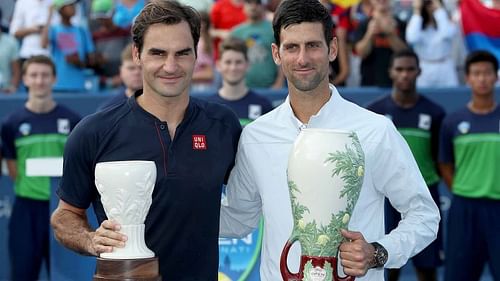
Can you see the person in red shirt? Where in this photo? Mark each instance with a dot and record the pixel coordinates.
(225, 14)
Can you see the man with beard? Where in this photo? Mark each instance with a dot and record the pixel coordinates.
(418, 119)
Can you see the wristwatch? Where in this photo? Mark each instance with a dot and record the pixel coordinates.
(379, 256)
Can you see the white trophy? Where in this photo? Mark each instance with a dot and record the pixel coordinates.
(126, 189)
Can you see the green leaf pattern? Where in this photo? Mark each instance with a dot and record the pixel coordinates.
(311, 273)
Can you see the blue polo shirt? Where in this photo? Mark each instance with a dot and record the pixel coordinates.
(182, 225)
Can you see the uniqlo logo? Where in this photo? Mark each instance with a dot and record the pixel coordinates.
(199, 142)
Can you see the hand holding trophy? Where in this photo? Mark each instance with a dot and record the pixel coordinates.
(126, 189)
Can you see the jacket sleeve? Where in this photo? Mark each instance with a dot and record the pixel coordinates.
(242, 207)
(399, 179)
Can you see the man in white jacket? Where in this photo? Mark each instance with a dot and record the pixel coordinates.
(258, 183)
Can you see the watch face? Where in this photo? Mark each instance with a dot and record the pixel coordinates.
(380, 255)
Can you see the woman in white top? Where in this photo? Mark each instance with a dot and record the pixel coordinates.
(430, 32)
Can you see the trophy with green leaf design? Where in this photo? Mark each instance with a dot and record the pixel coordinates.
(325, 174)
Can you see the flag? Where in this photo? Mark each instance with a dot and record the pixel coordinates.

━━━━━━━━━━━━━━━━━━━━

# YOUR TASK:
Copy the lines of the material exactly, beginning with the line that contains "Can you see the trophy" and continuing through the end of the material.

# SOLUTION TO THIS TASK:
Can you see the trophy with green leaf design? Where in this photo? Mark each instance with a dot and record the pixel coordinates.
(325, 174)
Can you see the flag? Where in this photo? Mark each instance with a dot and record the pixel coordinates.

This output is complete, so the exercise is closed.